TEXT SHOWN —
[start]
The Parable of the Sower – Devotional Thoughts from Mark 4:1-9

Mark 4:1-9
1 Again he began to teach beside the sea. And a very large crowd gathered about him, so that he got into a boat and sat in it on the sea, and the whole crowd was beside the sea on the land.
2 And he was teaching them many things in parables, and in his teaching he said to them:
3 “Listen! A sower went out to sow.
4 And as he sowed, some seed fell along the path, and the birds came and devoured it.
5 Other seed fell on rocky ground, where it did not have much soil, and immediately it sprang up, since it had no depth of soil.
6 And when the sun rose, it was scorched, and since it had no root, it withered away.
7 Other seed fell among thorns, and the thorns grew up and choked it, and it yielded no grain.
8 And other seeds fell into good soil and produced grain, growing up and increasing and yielding thirtyfold and sixtyfold and a hundredfold.”
9 And he said, “He who has ears to hear, let him hear.”

This passage should cause us to go two directions in contemplation. One, we should consider the sower, and two, we should consider the soils as we make application to our lives.

Jesus teaches using a parable as He explains why different people respond differently to the gospel. He compares the human heart to four different types of soil.
The first is described as a path; ground that is hard packed, unable to receive even the smallest of seeds.  This represents the hearts of those who hear the gospel and reject it outright. As Christ-followers we need not be concerned with this soil as representative of our own hearts, for we are in Christ! But we should be aware that some will respond to the gospel with pure hardness of heart; though they have eyes they do not see, though they have ears they they do not hear.
[end]
GIVEN INFORMATION —
[start]
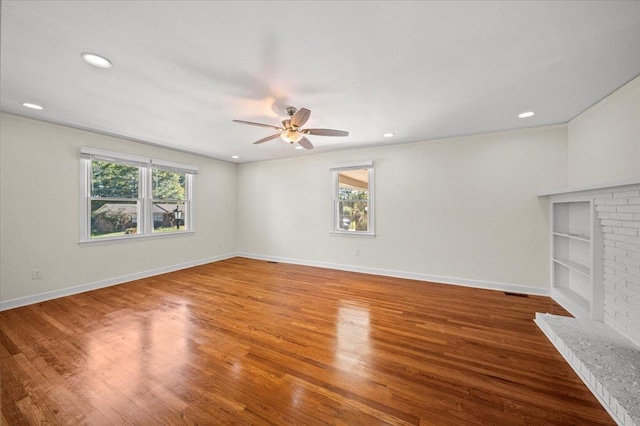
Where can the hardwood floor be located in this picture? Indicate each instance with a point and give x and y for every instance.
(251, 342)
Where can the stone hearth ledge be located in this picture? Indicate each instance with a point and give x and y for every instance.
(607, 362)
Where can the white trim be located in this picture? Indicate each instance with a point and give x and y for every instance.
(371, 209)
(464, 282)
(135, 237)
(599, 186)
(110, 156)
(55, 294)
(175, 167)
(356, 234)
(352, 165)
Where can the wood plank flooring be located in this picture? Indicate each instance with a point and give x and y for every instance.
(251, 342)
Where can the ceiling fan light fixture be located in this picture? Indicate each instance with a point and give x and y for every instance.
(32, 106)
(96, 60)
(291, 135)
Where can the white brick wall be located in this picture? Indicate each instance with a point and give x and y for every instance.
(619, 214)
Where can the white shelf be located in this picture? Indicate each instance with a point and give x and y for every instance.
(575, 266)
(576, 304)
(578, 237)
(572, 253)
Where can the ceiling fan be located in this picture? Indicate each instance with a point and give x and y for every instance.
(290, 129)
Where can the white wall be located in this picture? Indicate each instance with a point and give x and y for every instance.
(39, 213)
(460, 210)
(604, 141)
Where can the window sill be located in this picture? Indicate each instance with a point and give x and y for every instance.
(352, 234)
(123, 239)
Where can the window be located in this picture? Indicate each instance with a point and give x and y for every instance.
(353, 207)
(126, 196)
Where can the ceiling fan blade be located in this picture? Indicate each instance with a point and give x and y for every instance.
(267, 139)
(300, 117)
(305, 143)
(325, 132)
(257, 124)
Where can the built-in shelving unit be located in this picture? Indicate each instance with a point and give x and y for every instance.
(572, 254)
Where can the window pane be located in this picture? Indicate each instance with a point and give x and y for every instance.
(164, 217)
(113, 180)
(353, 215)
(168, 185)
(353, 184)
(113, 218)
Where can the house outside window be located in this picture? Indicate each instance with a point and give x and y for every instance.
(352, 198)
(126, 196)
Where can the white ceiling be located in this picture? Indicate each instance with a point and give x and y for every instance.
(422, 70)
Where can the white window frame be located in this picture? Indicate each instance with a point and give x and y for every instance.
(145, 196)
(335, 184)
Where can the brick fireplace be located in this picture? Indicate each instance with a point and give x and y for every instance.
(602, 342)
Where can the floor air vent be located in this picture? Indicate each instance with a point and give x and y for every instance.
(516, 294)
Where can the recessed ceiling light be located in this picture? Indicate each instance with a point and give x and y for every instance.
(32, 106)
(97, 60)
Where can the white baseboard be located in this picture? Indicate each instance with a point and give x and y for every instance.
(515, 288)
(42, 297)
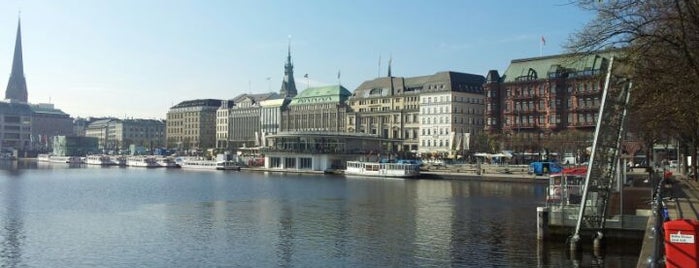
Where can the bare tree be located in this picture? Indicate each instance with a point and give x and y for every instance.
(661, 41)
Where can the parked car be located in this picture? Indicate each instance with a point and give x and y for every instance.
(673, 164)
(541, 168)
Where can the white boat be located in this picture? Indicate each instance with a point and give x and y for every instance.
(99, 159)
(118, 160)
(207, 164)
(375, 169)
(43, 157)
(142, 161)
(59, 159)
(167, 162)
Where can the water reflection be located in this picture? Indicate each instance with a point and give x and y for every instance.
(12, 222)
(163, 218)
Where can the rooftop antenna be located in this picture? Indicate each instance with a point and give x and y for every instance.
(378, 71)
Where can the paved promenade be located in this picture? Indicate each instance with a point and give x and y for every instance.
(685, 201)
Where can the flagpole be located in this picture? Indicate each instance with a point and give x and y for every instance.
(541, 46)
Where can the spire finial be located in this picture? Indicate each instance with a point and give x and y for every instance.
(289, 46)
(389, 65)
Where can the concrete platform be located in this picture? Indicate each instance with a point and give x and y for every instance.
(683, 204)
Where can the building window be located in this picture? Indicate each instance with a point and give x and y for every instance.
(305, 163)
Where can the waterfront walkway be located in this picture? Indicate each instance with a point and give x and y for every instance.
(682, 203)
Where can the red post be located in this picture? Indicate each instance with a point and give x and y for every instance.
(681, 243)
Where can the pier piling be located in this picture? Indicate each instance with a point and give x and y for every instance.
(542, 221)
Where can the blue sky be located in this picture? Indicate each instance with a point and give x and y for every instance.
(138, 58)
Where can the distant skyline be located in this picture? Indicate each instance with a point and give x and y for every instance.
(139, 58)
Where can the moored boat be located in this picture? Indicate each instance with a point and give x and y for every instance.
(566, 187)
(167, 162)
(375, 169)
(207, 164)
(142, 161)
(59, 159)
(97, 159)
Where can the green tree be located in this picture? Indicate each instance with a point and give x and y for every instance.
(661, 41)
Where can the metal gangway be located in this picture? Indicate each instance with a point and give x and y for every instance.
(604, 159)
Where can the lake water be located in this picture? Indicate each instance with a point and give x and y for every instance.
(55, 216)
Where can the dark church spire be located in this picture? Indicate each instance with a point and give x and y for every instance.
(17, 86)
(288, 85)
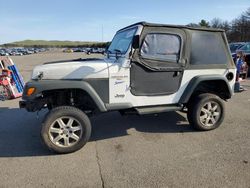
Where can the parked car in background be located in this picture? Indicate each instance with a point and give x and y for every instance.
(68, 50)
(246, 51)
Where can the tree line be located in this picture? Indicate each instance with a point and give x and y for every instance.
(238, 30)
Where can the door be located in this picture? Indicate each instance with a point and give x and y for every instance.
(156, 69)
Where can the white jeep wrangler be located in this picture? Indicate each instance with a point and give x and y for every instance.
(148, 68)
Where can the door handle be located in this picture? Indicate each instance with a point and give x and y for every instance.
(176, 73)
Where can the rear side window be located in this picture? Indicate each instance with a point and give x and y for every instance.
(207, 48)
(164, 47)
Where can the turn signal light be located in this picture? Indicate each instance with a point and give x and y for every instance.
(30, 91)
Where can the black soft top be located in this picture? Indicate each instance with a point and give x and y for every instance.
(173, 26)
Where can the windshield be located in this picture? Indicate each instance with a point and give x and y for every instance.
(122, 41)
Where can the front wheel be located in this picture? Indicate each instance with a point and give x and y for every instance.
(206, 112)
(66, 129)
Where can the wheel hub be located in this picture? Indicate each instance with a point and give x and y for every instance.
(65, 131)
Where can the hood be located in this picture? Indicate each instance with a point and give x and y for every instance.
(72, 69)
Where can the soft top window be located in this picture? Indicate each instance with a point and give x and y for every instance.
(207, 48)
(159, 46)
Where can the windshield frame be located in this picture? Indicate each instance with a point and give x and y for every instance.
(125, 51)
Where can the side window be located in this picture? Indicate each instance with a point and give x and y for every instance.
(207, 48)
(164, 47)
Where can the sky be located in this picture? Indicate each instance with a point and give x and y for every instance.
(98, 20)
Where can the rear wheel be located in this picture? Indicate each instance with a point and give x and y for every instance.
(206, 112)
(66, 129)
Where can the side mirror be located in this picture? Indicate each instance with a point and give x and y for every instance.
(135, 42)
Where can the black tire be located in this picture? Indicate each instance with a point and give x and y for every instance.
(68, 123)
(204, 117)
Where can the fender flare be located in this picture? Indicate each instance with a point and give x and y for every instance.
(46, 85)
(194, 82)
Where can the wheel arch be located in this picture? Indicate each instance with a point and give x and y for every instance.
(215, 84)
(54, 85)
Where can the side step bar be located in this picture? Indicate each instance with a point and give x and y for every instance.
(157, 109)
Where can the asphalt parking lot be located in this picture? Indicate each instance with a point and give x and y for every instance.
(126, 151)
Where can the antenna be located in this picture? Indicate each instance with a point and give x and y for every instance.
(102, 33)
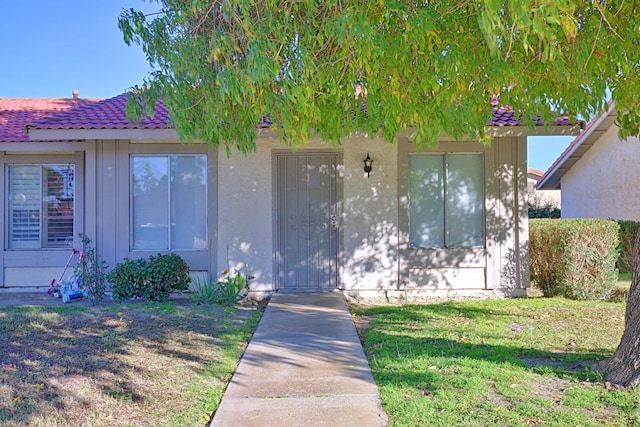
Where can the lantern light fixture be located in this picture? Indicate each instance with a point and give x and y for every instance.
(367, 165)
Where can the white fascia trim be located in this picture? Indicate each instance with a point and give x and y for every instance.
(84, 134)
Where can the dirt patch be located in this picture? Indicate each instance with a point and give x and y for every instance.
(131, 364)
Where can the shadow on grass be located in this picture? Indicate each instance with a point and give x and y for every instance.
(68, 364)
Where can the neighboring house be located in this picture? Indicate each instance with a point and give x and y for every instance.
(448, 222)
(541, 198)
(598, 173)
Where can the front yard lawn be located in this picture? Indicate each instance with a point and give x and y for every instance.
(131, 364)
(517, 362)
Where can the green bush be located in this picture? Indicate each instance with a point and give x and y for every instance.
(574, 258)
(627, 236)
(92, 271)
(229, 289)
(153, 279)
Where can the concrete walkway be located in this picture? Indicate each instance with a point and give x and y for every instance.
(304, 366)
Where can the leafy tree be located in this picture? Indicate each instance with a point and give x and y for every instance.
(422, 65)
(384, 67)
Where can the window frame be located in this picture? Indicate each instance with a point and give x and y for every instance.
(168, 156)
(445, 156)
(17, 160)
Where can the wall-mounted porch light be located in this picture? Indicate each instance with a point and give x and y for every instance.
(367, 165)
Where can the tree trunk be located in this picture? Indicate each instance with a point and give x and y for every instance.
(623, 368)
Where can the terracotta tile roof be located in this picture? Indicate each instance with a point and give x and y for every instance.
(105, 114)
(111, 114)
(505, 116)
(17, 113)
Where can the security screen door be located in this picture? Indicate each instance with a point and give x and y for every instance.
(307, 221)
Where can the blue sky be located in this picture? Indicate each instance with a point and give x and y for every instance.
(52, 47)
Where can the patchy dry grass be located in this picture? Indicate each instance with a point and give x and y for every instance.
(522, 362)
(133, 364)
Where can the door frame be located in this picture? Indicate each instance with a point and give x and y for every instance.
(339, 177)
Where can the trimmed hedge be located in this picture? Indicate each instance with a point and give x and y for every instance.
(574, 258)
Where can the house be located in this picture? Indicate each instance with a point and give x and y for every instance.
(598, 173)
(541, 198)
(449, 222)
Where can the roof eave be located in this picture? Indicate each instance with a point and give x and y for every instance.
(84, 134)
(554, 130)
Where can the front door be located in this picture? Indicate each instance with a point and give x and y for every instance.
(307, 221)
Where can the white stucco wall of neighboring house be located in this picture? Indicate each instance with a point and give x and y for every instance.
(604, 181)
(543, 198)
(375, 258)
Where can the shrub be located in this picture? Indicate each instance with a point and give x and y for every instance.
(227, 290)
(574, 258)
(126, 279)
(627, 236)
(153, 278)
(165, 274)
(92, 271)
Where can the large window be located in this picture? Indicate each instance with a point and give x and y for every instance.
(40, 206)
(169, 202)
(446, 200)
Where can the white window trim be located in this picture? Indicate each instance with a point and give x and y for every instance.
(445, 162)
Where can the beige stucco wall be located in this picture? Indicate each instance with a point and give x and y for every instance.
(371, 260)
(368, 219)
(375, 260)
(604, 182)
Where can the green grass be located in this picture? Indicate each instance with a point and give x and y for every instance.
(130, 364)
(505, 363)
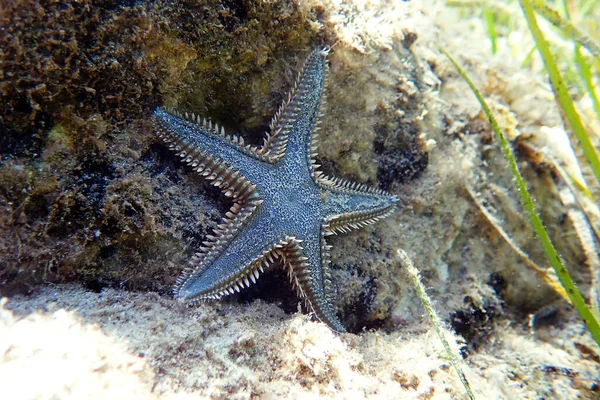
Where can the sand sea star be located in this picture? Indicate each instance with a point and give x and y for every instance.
[end]
GIVEN INSTRUCTION A — Rewrite every line of the rows from the line containing "Where can the white window trim" down to the end of the rows, requests included, with each x and y point coordinate in the answers multiplied by 0.65 and rounded to a whole number (halves round up). Leave the pictures out of your answer.
GIVEN INSTRUCTION B — Extend the devotional on the parable of the sower, picking up right after its last sentence.

EXERCISE ANSWER A —
Where can the white window trim be located in this picture? Indicate each instance with a point and give x and y for every instance.
(289, 105)
Where can the beige stucco wall be located in this picture? Indicate each instance with a point and give x and y for every instance.
(241, 169)
(239, 142)
(244, 169)
(393, 118)
Where can the green grass be located in this picture? Indicate each instance with a point and give x and y for every instance.
(85, 237)
(328, 236)
Where can the sand sea star be located in this picture? Indicate each instance with a point and give x and y for every instance.

EXERCISE ANSWER B —
Next, the human heart is compared to rocky ground; earth that has a thin layer of soil on top with hard rock just bellow the surface. The seed of the gospel is said to spring up quickly because of the shallow soil, but the plant withers away quickly with the heat of the sun. This soil type should certainly concern us as professing Christians. We must ask ourselves, do I have depth to my faith? Do I really understand the gospel? Have I truly sunk my roots down deep into Christ through daily abiding in Him and His Holy Word? This is a question that we should ask ourselves throughout our Christian life if we hope to endure faithfully through the trials of life.

After this Jesus mentions the seed that fell among thorns. This, given the culture in which we live, should probably be of greatest concern to us. Jesus, in verse 19, says that the thorns represent the cares of this world, the deceitfulness of riches, and the desire for other things. I would guess that many Christians find their spiritual vitality and fruitfulness choked out by these pervasive thorns.

Jesus then mentions the good soil. This represents the heart that receives the gospel with gladness and continues to cultivate a spiritual life of depth based upon the gospel. It should be noted that it is only this soil that produces a harvest “yielding thirtyfold and sixtyfold and a hundredfold.”

As we consider the soils, we should be encouraged to daily tend the garden of our souls. We must submit to God and His Word, asking the Holy Spirit to till the soil for depth and to weed out any potential distraction to the kingdom. I trust that if we do this, we will be fruitful in our ministry.

When it comes to the sower, we should notice one thing – the sower sowed liberally. The sower did not try to discern the quality of the soil before he cast the seed. From an agricultural perspective this sort of behavior is foolish (perhaps Jesus wanted this part of the story to be shocking to His listeners as a way to draw attention to this principle). Seed was expensive in Jesus’ day and a good farmer would have made quite sure that the soil was good before he threw the precious seed. Jesus seems to be communicating that when it comes to the gospel of the kingdom it is not our place to judge the condition of the human heart or the readiness of an individual to receive the gospel; we are simply called to sow seed and to leave the rest to God.

I wonder what kind of harvest we would see if we would stop judging by appearance? What would happen if we shared the gospel more freely? I think we would find ourselves in the midst of a great harvest! Truth be told, it might be those who, according to our judgement, appear to be furthest from the kingdom who are in fact the closest. The reality is that we have no idea what God is doing in the hearts of the men and women and boys and girls who live all around us. God is constantly tilling hearts; some soil is prepared and some is not. The only way that we will know if someone is ready to receive the gospel is to preach the gospel to them.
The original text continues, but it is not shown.